━━━━━ Task material ━━━━━

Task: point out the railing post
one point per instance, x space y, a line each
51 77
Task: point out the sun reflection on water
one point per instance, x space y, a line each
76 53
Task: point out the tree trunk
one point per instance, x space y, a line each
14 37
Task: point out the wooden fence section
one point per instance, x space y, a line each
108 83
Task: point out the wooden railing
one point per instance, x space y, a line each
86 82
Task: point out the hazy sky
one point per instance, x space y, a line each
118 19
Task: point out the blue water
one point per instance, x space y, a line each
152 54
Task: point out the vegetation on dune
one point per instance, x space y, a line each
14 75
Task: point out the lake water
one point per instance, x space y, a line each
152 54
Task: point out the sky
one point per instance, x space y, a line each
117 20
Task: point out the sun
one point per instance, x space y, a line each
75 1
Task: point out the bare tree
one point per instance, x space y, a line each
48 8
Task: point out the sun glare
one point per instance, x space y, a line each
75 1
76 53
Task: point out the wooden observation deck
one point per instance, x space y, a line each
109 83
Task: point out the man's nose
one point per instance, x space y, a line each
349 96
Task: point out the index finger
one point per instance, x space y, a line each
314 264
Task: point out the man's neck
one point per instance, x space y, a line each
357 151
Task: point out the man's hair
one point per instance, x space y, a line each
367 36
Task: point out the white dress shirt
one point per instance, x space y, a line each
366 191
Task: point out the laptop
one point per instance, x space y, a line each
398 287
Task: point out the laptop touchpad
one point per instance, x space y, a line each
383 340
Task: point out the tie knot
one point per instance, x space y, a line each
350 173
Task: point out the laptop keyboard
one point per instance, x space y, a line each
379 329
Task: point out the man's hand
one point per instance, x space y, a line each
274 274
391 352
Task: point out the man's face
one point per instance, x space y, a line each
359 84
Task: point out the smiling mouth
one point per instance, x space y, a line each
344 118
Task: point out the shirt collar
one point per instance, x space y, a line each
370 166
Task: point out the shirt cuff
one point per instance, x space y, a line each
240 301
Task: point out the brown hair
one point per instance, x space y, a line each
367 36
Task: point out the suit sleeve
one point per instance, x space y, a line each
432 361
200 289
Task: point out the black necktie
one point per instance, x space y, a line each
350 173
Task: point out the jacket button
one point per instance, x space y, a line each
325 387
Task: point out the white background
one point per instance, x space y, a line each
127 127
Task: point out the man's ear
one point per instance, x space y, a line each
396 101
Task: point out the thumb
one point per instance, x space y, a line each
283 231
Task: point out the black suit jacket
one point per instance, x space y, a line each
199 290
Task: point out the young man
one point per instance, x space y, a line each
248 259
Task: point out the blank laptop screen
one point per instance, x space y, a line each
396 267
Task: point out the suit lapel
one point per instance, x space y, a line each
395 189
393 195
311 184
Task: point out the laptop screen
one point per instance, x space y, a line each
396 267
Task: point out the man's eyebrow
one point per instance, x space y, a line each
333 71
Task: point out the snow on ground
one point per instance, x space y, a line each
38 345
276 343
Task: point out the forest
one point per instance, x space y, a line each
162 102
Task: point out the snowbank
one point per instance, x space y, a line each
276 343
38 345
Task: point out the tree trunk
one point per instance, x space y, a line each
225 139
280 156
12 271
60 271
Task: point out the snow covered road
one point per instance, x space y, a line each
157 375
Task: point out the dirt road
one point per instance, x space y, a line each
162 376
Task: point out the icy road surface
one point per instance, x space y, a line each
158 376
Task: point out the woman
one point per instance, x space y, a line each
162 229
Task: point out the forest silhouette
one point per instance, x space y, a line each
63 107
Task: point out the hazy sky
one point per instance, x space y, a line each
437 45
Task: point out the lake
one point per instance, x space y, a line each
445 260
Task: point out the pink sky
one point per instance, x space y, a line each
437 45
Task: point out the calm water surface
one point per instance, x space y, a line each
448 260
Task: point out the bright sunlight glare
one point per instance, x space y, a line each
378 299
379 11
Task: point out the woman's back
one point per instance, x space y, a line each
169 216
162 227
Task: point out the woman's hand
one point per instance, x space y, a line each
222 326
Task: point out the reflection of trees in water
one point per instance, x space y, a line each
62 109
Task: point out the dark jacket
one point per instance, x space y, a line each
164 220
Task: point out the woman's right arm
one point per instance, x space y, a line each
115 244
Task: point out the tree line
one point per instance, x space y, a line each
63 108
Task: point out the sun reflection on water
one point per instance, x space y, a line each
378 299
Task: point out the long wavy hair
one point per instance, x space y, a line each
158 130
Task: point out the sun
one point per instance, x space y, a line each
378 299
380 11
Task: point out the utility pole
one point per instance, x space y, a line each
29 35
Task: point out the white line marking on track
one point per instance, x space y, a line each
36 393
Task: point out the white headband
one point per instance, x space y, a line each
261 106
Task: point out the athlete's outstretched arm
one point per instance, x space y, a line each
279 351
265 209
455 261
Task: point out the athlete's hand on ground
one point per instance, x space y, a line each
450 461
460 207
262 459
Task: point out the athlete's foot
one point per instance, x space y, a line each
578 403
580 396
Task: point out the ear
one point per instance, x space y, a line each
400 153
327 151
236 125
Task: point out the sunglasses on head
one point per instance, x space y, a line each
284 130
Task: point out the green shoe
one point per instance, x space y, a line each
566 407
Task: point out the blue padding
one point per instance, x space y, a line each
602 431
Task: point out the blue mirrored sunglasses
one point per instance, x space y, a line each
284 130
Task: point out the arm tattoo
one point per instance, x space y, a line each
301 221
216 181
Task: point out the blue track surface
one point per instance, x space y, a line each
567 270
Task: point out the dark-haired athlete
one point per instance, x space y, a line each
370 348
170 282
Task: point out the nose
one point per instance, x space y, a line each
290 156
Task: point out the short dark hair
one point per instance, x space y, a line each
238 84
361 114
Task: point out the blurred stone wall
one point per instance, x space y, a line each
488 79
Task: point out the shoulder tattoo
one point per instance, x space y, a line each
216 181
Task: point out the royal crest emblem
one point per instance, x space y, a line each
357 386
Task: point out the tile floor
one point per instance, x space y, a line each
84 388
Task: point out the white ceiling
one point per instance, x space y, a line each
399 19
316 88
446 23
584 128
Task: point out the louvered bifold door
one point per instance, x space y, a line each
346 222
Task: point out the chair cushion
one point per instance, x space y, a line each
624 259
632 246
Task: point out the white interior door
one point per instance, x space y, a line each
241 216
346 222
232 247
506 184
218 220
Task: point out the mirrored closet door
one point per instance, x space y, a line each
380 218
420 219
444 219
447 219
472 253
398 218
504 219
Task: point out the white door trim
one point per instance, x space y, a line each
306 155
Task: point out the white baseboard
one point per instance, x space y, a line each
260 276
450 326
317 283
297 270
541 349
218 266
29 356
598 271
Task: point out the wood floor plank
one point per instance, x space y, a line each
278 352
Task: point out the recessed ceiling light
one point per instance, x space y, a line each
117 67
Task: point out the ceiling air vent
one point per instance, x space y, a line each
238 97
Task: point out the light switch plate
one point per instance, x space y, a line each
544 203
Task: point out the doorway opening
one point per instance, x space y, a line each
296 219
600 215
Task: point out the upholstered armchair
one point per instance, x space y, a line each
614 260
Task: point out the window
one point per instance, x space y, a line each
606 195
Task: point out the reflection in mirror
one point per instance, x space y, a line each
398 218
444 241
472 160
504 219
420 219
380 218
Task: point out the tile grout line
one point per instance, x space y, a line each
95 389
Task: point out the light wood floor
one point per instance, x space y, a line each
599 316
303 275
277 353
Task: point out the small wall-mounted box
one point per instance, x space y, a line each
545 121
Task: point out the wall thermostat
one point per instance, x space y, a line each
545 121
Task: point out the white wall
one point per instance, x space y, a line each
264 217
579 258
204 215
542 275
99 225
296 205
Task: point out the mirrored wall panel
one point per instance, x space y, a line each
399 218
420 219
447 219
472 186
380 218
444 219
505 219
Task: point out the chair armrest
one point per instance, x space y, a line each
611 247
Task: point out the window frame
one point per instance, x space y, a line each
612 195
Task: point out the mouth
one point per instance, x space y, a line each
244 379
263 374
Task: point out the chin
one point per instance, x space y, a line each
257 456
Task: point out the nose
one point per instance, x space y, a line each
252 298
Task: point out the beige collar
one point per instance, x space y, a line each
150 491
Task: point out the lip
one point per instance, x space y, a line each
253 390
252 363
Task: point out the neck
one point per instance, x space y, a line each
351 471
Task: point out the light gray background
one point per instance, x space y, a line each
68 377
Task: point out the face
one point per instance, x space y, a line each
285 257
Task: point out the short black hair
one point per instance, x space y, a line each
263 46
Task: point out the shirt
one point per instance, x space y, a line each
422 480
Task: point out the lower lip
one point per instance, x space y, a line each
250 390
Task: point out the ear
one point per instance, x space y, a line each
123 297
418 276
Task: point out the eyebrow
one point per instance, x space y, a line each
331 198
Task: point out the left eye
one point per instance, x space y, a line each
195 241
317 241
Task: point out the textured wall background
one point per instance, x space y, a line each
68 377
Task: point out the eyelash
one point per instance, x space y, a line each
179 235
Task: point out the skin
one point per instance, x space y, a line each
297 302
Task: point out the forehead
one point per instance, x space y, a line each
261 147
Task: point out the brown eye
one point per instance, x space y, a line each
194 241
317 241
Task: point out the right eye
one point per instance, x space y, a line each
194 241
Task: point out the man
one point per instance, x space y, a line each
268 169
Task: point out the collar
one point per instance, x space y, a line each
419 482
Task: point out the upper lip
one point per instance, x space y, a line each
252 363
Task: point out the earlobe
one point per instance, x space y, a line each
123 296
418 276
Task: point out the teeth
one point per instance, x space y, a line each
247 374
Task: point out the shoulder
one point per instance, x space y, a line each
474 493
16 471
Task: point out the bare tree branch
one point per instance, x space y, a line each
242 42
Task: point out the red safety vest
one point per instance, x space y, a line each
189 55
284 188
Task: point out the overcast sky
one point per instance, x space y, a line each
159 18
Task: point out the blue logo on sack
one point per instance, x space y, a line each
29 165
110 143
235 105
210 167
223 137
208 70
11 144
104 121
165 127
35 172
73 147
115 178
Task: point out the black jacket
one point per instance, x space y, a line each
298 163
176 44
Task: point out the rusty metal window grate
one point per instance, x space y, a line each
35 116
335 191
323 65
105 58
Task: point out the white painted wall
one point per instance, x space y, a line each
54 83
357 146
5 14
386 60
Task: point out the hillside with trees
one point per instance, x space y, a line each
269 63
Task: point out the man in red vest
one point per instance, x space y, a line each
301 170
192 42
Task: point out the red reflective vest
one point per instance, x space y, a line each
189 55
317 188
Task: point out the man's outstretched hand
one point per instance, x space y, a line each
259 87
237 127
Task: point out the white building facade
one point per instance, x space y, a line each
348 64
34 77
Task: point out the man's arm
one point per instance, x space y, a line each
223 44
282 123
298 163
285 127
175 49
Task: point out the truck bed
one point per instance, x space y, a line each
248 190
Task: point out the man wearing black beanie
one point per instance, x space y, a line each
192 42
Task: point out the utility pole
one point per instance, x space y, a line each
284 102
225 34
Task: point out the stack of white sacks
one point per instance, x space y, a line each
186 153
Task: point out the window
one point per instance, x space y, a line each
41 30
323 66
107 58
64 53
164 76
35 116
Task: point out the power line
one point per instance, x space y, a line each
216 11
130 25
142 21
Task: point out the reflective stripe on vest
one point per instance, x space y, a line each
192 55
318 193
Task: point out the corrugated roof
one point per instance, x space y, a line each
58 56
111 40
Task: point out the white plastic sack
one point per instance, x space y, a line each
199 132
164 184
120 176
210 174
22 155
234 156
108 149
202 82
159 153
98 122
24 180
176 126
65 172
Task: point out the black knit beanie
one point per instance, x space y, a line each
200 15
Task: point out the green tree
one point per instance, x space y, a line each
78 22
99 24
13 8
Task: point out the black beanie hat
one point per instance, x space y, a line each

━━━━━

*What the task asks:*
Transcribe the lines above verbatim, starting with the line that contains "Task: point out the white plastic sack" and continuing through the final line of the items.

*Solution to this problem:*
Task: point out the white plastic sack
one point per instance, x space y, a line each
199 132
164 184
120 176
210 174
22 155
234 156
108 149
202 82
159 153
98 122
24 180
176 126
65 172
Task: point out the black knit beanie
one point per instance, x space y, a line each
200 15
Task: point out the green tree
one point per instance, x space y, a line each
78 22
99 24
13 8
Task: point out the black beanie hat
one point per instance, x space y, a line each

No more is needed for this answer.